Try it: Please return the whole listing word for word.

Data shown:
- Opening Delimiter -

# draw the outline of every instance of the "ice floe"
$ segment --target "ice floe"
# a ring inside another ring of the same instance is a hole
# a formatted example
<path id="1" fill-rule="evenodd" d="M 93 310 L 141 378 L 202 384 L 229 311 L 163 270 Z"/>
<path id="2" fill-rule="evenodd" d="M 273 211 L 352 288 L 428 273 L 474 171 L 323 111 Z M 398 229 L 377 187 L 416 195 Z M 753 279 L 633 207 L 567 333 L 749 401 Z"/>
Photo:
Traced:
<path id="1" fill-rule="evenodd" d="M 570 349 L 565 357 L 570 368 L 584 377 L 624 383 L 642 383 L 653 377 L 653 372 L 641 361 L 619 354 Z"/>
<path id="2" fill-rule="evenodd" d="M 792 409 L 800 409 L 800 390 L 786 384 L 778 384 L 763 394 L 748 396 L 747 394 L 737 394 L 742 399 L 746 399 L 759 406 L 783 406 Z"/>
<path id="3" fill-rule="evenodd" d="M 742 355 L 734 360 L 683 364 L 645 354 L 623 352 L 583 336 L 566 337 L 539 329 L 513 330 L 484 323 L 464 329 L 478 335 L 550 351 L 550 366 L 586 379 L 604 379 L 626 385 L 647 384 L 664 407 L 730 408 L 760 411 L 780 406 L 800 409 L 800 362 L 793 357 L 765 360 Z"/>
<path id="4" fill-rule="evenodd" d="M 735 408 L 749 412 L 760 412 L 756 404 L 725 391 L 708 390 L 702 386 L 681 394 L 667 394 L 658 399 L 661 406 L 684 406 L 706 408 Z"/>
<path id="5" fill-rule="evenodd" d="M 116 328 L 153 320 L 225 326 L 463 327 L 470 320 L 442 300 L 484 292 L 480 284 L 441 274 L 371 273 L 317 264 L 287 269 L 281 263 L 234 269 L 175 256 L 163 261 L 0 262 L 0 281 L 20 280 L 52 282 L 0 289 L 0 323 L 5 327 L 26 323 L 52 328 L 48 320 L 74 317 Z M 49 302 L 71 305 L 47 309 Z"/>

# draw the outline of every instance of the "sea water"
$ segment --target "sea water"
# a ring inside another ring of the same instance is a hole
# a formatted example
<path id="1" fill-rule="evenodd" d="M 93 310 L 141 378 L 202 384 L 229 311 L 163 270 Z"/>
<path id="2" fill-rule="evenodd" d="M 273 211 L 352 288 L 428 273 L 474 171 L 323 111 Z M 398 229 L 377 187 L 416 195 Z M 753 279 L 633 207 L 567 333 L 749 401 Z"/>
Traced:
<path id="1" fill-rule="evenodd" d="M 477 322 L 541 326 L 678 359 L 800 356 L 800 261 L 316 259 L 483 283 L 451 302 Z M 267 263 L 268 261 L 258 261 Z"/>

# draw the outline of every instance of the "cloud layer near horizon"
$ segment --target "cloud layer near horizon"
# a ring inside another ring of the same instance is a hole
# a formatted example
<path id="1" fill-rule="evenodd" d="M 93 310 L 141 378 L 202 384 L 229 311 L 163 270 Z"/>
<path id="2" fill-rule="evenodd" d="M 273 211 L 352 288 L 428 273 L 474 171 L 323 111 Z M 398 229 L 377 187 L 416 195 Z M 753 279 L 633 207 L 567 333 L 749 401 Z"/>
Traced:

- Closing Delimiter -

Written solution:
# draw the outline of every instance of the "ice floe"
$ segment --target "ice floe"
# a ring inside another ring of the same instance is a hole
# a formatted example
<path id="1" fill-rule="evenodd" d="M 93 310 L 141 378 L 202 384 L 229 311 L 163 270 Z"/>
<path id="2" fill-rule="evenodd" d="M 273 211 L 352 288 L 428 273 L 474 171 L 323 111 Z M 398 229 L 377 187 L 416 195 Z M 753 279 L 633 207 L 567 333 L 749 401 Z"/>
Photo:
Traced:
<path id="1" fill-rule="evenodd" d="M 570 349 L 565 357 L 570 368 L 584 377 L 624 383 L 642 383 L 653 377 L 653 372 L 641 361 L 619 354 Z"/>
<path id="2" fill-rule="evenodd" d="M 792 409 L 800 409 L 800 390 L 786 384 L 778 384 L 763 394 L 748 396 L 747 394 L 737 394 L 742 399 L 746 399 L 759 406 L 783 406 Z"/>
<path id="3" fill-rule="evenodd" d="M 742 355 L 734 360 L 683 364 L 645 354 L 623 352 L 583 336 L 566 337 L 539 329 L 513 330 L 484 323 L 464 329 L 478 335 L 550 351 L 550 366 L 586 379 L 604 379 L 626 385 L 647 384 L 664 407 L 730 408 L 760 411 L 780 406 L 800 409 L 800 362 L 793 357 L 765 360 Z"/>
<path id="4" fill-rule="evenodd" d="M 735 408 L 749 412 L 760 412 L 756 404 L 725 391 L 708 390 L 702 386 L 681 394 L 667 394 L 658 399 L 661 406 L 684 406 L 706 408 Z"/>
<path id="5" fill-rule="evenodd" d="M 116 328 L 153 320 L 225 326 L 463 327 L 470 320 L 442 300 L 484 292 L 480 284 L 441 274 L 371 273 L 317 264 L 287 269 L 281 263 L 234 269 L 175 256 L 163 261 L 0 262 L 0 281 L 20 280 L 52 282 L 0 289 L 0 323 L 5 327 L 26 323 L 52 328 L 48 320 L 74 317 Z M 49 302 L 71 305 L 47 309 Z"/>

# draw the outline of every instance of the "sea water"
$ segment --target "sea water"
# a ring inside another ring of the same instance is a hole
# a formatted example
<path id="1" fill-rule="evenodd" d="M 93 310 L 141 378 L 202 384 L 229 311 L 163 270 Z"/>
<path id="2" fill-rule="evenodd" d="M 273 211 L 352 288 L 428 273 L 474 171 L 323 111 Z M 398 229 L 377 187 L 416 195 Z M 753 279 L 633 207 L 567 333 L 749 401 Z"/>
Traced:
<path id="1" fill-rule="evenodd" d="M 477 322 L 541 326 L 678 359 L 800 356 L 800 261 L 316 259 L 483 283 L 451 302 Z M 267 263 L 268 261 L 258 261 Z"/>

# draw the outline of every instance of the "cloud layer near horizon"
$ segment --target "cloud layer near horizon"
# a ring inside another ring of the same instance is a hole
# a formatted example
<path id="1" fill-rule="evenodd" d="M 93 310 L 141 378 L 202 384 L 229 311 L 163 270 Z"/>
<path id="2" fill-rule="evenodd" d="M 273 211 L 352 288 L 428 273 L 474 171 L 323 111 Z M 398 229 L 377 187 L 416 195 Z M 753 279 L 633 207 L 567 333 L 749 401 Z"/>
Traced:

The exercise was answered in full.